* **Given task**:
Copy out each of the lines below word for word, with nothing added or left out.

* **Records to process**:
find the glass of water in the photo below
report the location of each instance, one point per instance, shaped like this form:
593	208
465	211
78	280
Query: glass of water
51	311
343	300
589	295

* **Output below**:
find the glass of water in the photo below
report the location of each instance, one point per instance, shaped like this form:
593	208
465	211
78	280
Query: glass of water
51	311
343	300
589	295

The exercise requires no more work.